** begin SUPPLIED PASSAGE **

First, one of the main reasons posited for private clouds is that they enable IT organizations to repurpose existing infrastructure. But is that really true? The key to automating the bottom half of the chart -- the infrastructure portion -- is to use equipment that can be configured remotely with automated measures. In other words, the equipment must be capable of exposing an API that an automated configuration system can interact with. This kind of functionality is the hallmark of up-to-date equipment. Unfortunately, most data centers are full of equipment that does not have this functionality; instead they have a mishmosh of equipment of various vintages, much of which requires manual configuration. In other words, automating much of the existing infrastructure is a non-starter.

Worse, even if the data center equipment is mostly of recent vintage, additional investment will be necessary. Add-on equipment to manage networking and storage will be required for cloud capability. Absent sufficient investment to ensure every part of the kit is automation-ready, the goal of end-to-end automation that is cloud computing will fall short. That is to say, more capital investment is going to be required to get to the Nirvana of a private cloud. And in these economic times, where IT is slashing budgets, an initiative that calls for more investment is not really practicable.

Second, what most vendors aren't saying right now is that, even if you're ready and capable of supporting incremental capital investment, a private cloud is not an easy-to-assemble arrangement like something from Ikea. Far from it. In order to make all the pieces ready to work together and be provisioned in a holistic fashion, a great deal of manual work is required. Each of the vendors offers a range of professional services designed to help IT organizations get their cloud up and running. Left unsaid is the fact that creating a private cloud requires great slathers of expensive consulting. So on top of the additional hardware costs, there will be additional fees for the vendor's personnel to "help you take advantage of your existing infrastructure."

All in all, the ambition to leverage existing infrastructure to create a low cost private cloud may be a chimera -- a misguided vision of achieving vast improvement with little additional investment. Far more likely is vastly lowered marginal costs achieved by the investment of large amounts of capital and consulting.

Another thing that becomes clear if you look at the private cloud chart, is that there are lots of services that either don't exist today, or, if they do exist, are accomplished via manual processes. Just to take one example, policy. This is the function that determines whether an individual has the authority to request IT resources -- a new server, storage, etc. Today, that is hashed out at some kind of project meeting, or an architectural review board, or something of the like. The infrastructure representative takes notes that a new system needs to be set up, leaves the meeting, sends one or more pieces of e-mail (or convenes another meeting) and ultimately, a new collection of compute resources is available. This is communicated back to the requesting party via an e-mail or, just as likely, in the next sitdown meeting. Finally, the requestor can get to work.

In a private cloud, the rules for who has authority to request resources must be captured in rules that can be checked during an automated request for resources. That is, someone fills out a Web form requesting compute resources, and the request flows in an automated fashion through a number of steps, one of which is a check to see whether the requestor has the authority to obtain resources.

** end SUPPLIED PASSAGE **
** begin ENTRIES SUPPLIED **

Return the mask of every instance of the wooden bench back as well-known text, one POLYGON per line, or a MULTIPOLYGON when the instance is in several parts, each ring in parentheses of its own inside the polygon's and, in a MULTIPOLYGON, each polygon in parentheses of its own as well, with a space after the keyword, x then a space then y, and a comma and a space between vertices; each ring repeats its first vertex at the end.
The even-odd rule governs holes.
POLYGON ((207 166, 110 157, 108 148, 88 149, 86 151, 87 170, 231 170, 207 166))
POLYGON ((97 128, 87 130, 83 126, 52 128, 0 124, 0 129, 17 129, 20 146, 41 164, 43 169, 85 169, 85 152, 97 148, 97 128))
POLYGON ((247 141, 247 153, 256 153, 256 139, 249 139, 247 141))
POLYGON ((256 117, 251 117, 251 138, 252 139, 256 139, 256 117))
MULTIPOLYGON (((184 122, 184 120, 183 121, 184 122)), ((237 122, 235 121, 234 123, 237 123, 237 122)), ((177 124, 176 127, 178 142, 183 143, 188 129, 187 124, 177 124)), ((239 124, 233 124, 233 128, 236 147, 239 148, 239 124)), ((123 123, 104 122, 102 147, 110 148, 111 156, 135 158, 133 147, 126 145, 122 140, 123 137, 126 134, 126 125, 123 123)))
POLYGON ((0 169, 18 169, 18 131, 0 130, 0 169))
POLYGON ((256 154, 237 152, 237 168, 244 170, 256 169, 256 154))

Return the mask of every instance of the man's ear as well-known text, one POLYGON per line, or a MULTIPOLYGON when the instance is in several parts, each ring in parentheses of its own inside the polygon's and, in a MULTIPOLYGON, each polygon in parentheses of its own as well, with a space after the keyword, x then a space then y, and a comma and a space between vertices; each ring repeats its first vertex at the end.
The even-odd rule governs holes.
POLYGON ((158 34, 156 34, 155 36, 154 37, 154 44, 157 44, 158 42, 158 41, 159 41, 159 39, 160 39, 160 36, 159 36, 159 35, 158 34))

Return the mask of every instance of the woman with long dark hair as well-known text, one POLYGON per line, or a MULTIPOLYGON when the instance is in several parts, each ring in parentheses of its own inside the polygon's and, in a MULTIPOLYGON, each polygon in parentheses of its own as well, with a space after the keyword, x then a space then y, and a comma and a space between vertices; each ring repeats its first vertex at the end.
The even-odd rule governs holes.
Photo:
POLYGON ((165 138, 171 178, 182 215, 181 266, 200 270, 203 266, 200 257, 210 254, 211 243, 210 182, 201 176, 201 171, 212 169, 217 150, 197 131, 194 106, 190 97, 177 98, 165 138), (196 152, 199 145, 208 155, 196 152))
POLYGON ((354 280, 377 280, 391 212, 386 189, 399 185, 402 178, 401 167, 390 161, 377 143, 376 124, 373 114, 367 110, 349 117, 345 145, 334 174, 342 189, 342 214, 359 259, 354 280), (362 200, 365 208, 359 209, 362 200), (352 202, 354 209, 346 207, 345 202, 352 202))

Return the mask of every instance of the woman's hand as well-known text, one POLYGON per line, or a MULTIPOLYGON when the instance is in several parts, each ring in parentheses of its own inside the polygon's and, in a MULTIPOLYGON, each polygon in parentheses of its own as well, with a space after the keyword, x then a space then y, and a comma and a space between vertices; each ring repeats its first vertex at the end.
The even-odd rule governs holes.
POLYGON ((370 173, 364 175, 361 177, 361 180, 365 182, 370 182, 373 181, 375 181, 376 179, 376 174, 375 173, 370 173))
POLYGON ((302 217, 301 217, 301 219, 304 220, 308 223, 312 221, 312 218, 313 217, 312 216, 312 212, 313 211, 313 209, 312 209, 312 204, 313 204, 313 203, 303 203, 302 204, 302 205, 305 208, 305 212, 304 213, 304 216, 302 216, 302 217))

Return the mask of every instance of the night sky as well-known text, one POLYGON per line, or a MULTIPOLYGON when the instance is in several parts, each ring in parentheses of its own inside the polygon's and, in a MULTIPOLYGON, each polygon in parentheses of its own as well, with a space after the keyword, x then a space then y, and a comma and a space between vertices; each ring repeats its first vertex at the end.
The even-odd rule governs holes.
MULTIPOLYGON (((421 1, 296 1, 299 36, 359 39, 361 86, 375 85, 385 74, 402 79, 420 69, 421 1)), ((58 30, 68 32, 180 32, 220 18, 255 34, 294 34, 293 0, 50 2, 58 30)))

** end ENTRIES SUPPLIED **

- EXERCISE SET -
1) Decide whether each statement agrees with the private cloud passage, answering yes or no and quoting the words that settle it: (a) Most data centers contain equipment that cannot expose an API for automated configuration. (b) A private cloud can be assembled as easily as something from Ikea. (c) In a private cloud, authority to request resources must be checkable during an automated request.
2) From the private cloud passage, reproduce the stretch from "Another thing that" through "get to work.".
The listing comes from a separate source and has no connection to the private cloud passage.

- ANSWERS TO THE PROBLEMS -
1)
(a) Yes: "most data centers are full of equipment that does not have this functionality"
(b) No: "a private cloud is not an easy-to-assemble arrangement like something from Ikea"
(c) Yes: "the rules for who has authority to request resources must be captured in rules that can be checked during an automated request for resources"

2)
Another thing that becomes clear if you look at the private cloud chart, is that there are lots of services that either don't exist today, or, if they do exist, are accomplished via manual processes. Just to take one example, policy. This is the function that determines whether an individual has the authority to request IT resources -- a new server, storage, etc. Today, that is hashed out at some kind of project meeting, or an architectural review board, or something of the like. The infrastructure representative takes notes that a new system needs to be set up, leaves the meeting, sends one or more pieces of e-mail (or convenes another meeting) and ultimately, a new collection of compute resources is available. This is communicated back to the requesting party via an e-mail or, just as likely, in the next sitdown meeting. Finally, the requestor can get to work.